GOAL OF THE EXERCISE
Your answer must be the full set of entries, repeated exactly.

RECORDS FOR THE EXERCISE
************

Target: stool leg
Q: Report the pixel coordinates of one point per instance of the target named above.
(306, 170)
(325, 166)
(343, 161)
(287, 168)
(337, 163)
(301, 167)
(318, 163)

************

REPLY TO THE TASK
Target: stool leg
Q: Report the pixel coordinates of one point per instance of the target named above.
(306, 170)
(325, 166)
(343, 161)
(287, 168)
(337, 163)
(301, 167)
(318, 163)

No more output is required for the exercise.